- WHAT YOU NEED TO DO: Could you print every record below exactly as it appears?

(Dataset excerpts on object pointing)
---*---
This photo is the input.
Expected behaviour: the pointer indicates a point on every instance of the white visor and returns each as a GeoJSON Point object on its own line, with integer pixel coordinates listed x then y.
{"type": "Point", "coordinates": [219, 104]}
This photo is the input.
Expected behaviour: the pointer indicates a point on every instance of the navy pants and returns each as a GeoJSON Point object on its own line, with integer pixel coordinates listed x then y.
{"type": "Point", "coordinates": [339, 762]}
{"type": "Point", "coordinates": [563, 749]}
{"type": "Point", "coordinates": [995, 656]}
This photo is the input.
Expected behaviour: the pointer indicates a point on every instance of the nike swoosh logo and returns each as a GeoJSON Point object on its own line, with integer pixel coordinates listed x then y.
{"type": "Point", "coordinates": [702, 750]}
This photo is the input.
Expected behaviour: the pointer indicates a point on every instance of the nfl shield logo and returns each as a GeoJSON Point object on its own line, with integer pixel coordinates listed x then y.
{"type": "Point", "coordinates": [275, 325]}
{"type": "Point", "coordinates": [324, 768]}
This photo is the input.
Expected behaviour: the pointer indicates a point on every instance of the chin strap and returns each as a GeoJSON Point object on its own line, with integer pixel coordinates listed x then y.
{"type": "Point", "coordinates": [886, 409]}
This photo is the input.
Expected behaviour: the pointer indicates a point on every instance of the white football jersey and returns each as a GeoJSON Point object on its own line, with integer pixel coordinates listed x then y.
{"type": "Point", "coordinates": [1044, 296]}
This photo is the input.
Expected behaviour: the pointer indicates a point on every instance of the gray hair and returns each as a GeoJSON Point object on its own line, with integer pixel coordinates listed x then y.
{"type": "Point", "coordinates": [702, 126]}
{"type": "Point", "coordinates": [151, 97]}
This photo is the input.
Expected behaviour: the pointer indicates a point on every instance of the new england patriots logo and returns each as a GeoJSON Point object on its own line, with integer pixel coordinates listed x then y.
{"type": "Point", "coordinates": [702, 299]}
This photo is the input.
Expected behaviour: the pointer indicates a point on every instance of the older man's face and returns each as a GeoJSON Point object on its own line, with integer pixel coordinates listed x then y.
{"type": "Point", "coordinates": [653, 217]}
---*---
- WRITTEN RESPONSE:
This photo is the input.
Expected behaviour: the pointer indicates a point on every instance of the white visor and returns each as a GeoJSON Point object on its own line, with integer pixel coordinates listed x then y.
{"type": "Point", "coordinates": [219, 104]}
This photo is the input.
Expected behaviour: the pointer indicates a point on every instance of the navy pants and returns each as a GeoJSON Point object on its own line, with integer pixel coordinates listed x then y.
{"type": "Point", "coordinates": [339, 762]}
{"type": "Point", "coordinates": [563, 749]}
{"type": "Point", "coordinates": [995, 656]}
This photo is the input.
Expected behaviour: the pointer indicates a point on every instance of the nike swoosh logo and returns each as a GeoJSON Point object on its own line, with integer pixel coordinates listed x then y.
{"type": "Point", "coordinates": [702, 750]}
This photo is the input.
Expected behaviour: the pointer indicates a point on every instance of the nfl shield logo and returns each as a GeoJSON Point object on its own line, with integer pixel coordinates listed x then y.
{"type": "Point", "coordinates": [275, 325]}
{"type": "Point", "coordinates": [324, 768]}
This photo is the input.
Expected behaviour: the pointer indicates a point on every instance of the chin strap and returns each as a GeoJSON Point object on its own line, with integer pixel coordinates listed x then y.
{"type": "Point", "coordinates": [886, 409]}
This photo is the input.
Expected behaviour: the pointer indicates a point on every instance of the white football jersey and returns each as a GeoJSON Point object on its own line, with integer pixel coordinates listed x then y.
{"type": "Point", "coordinates": [1044, 296]}
This photo is the input.
Expected behaviour: the pointer indicates a point on every instance of the gray hair and returns each as a GeoJSON Point object on its own line, with integer pixel coordinates listed x then y.
{"type": "Point", "coordinates": [702, 126]}
{"type": "Point", "coordinates": [151, 97]}
This photo is the input.
Expected behaviour: the pointer indicates a point on every instance of the new england patriots logo and returns each as a GeoJSON Point object on its own line, with integer pixel coordinates listed x then y.
{"type": "Point", "coordinates": [702, 299]}
This photo is the input.
Expected behaviour: the pointer indicates a point on every instance of the older man's face and returns each as a GeoJSON Point object on its own line, with integer pixel coordinates listed x then y.
{"type": "Point", "coordinates": [653, 217]}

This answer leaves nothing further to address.